▶ _PROMPT_:
Substitute "occurrence" for every "instance" in everything from the line containing "the white alarm" down to the end of the records. Write out only those lines again, with all else unchanged.
•••••
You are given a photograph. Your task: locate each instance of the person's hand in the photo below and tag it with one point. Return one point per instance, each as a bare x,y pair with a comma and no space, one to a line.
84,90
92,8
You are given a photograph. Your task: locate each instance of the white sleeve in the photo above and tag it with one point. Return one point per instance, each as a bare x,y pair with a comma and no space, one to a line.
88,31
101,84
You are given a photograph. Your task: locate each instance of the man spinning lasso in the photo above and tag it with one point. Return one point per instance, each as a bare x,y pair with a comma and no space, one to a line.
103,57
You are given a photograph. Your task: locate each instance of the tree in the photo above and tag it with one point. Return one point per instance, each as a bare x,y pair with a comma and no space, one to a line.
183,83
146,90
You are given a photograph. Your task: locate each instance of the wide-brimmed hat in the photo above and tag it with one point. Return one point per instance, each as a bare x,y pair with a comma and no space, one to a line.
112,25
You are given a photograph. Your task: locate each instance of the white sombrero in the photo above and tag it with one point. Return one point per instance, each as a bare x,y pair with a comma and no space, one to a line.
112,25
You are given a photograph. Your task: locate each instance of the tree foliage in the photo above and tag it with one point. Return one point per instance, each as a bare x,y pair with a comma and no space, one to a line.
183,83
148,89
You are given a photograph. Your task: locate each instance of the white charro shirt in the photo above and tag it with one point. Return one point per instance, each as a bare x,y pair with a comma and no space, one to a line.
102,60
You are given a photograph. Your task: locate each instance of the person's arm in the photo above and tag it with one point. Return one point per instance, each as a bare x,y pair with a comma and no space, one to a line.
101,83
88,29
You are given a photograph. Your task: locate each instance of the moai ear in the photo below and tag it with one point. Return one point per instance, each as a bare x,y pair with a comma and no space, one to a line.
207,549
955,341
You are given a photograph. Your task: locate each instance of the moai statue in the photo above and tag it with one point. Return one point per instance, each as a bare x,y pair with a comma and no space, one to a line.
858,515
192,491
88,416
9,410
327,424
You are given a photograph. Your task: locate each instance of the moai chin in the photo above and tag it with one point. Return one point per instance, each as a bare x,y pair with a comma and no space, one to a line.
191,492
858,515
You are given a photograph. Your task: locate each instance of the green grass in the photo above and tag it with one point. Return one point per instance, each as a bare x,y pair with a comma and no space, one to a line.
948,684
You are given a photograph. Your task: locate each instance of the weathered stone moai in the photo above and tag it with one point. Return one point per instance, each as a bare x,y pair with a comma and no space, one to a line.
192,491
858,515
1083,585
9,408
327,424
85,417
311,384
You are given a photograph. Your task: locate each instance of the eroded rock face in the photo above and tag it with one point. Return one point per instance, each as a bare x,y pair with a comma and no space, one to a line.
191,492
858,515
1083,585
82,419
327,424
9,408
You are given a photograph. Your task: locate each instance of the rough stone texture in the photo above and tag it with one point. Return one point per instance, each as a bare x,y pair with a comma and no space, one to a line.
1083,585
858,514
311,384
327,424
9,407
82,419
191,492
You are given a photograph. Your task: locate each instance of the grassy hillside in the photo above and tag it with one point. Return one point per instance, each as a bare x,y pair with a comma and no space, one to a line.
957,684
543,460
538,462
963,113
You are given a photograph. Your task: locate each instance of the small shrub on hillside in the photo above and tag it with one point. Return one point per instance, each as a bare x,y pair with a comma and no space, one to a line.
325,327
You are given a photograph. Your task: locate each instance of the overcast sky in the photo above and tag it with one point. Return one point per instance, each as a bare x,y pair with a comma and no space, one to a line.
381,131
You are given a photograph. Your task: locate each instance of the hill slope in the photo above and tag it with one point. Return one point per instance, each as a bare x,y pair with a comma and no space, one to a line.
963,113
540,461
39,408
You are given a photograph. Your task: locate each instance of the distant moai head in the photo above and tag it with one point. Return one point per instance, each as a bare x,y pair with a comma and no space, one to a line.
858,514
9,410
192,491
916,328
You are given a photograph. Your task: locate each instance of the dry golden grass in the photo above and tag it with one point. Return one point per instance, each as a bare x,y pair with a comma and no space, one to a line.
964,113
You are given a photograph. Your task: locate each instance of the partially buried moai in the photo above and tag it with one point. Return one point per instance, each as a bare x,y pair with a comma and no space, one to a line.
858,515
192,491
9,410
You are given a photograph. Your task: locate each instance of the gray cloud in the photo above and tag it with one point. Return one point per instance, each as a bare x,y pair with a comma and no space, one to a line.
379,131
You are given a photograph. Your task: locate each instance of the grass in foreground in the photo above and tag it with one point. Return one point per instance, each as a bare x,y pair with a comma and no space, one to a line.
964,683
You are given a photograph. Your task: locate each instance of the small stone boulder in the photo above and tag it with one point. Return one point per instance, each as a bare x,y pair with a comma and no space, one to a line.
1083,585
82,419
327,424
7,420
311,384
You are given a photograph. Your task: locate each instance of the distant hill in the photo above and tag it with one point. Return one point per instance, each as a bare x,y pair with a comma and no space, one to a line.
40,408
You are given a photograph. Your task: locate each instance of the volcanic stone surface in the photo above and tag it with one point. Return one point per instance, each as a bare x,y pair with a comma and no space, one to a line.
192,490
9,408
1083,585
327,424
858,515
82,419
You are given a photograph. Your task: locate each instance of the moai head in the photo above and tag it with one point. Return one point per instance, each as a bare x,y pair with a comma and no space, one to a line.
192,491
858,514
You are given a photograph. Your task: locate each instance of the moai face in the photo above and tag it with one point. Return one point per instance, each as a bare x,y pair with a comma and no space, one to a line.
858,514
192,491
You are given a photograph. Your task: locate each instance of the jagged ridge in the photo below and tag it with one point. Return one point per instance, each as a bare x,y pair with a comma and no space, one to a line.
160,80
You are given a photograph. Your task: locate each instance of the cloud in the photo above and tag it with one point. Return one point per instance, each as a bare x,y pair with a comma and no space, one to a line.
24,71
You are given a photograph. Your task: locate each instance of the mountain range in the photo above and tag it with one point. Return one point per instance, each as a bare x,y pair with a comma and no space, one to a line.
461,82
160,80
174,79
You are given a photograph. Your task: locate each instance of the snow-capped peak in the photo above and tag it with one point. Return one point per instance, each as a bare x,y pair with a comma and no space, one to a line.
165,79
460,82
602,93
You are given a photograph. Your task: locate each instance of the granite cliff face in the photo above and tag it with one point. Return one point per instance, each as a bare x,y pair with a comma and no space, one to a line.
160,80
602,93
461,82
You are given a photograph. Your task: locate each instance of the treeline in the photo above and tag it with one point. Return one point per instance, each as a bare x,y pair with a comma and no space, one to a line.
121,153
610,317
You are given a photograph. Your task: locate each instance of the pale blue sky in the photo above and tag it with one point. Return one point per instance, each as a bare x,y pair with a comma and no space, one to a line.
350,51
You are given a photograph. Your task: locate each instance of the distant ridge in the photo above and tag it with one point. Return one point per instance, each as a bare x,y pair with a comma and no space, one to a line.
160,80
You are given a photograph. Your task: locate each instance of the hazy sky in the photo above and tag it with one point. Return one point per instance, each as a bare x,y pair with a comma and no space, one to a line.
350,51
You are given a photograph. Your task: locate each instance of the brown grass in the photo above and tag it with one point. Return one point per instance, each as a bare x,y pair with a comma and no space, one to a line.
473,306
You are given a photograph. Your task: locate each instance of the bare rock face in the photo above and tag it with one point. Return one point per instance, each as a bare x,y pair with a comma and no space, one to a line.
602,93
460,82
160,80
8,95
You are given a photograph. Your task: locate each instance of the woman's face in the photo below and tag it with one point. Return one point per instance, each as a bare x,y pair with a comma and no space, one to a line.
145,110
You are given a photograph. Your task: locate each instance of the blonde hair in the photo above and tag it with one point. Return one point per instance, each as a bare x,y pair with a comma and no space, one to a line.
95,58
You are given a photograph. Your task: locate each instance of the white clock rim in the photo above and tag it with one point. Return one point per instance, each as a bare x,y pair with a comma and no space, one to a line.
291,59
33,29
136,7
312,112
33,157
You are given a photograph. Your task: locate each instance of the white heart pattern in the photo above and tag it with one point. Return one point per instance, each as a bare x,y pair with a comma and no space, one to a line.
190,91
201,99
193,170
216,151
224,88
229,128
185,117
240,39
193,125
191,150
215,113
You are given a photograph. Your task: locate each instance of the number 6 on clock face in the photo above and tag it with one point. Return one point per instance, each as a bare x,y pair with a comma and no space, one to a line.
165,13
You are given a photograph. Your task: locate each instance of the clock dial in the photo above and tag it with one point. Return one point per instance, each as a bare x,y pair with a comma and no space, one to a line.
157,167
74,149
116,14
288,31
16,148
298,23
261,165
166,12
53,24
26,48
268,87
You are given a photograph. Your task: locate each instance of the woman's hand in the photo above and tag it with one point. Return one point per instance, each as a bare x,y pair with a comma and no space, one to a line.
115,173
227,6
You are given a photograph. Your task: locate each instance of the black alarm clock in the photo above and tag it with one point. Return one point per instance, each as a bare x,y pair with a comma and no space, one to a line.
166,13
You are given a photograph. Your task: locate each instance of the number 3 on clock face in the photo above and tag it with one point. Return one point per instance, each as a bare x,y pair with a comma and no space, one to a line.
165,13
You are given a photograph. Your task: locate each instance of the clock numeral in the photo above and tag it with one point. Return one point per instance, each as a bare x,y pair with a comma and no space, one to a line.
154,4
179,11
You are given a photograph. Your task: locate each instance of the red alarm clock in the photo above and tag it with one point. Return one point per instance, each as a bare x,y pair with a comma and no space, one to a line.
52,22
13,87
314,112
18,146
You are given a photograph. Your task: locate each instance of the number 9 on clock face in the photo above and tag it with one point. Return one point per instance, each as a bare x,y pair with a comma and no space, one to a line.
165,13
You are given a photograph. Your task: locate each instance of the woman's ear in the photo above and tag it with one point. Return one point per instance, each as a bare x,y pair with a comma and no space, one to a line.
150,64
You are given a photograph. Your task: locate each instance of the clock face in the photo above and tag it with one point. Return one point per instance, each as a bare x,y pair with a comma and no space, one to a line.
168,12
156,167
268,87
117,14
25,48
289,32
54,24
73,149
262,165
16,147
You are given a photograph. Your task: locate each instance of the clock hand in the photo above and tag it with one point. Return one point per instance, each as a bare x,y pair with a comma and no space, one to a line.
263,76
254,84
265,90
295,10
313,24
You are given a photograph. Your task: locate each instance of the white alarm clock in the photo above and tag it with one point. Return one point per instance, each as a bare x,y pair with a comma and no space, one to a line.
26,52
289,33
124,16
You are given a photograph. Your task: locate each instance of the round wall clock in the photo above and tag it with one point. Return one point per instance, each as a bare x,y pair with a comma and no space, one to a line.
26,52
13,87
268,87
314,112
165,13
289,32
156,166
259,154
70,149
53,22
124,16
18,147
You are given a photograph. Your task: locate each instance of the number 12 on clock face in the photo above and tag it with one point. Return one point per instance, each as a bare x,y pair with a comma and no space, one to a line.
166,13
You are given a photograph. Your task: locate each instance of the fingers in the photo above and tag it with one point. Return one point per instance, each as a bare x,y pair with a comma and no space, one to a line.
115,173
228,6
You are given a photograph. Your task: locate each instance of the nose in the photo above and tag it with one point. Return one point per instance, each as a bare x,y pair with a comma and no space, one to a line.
•••••
▶ _SOLUTION TO THIS TASK_:
You are given a photograph. Your task: locate each occurrence of the white alarm clock in the photo above and tag it with one point. Return one point per occurrence, each as a bare x,y pair with a comma and no space, one to a line.
26,52
289,33
124,16
You are given a photograph. Your task: locate each occurrence of the round wall clock in the photo above and tag it with one point. Return one point per occurrence, each as a bare x,y pair with a comma and no space, one to a line.
26,52
13,87
268,87
314,112
165,13
289,32
156,166
259,154
70,149
53,22
124,16
18,147
You are given a photograph. Your task: locate each occurrence of the number 12 on clock face in the photo above and tag it with one point. Return one point per occurrence, each as a bare x,y pair with a comma and no space, one to a line.
166,13
You are given a photograph. Your task: locate each occurrence of the fingers in the photo above and tag it with one point. Return one point per occurrence, each as a bare x,y pair with a comma and no space, one to a line.
115,173
228,6
You are given a photograph. Your task: locate each occurrence of the nose in the photo above and tag it with one point. Return one point per occurrence, each as a bare x,y pair with a comma and no space, one to a line.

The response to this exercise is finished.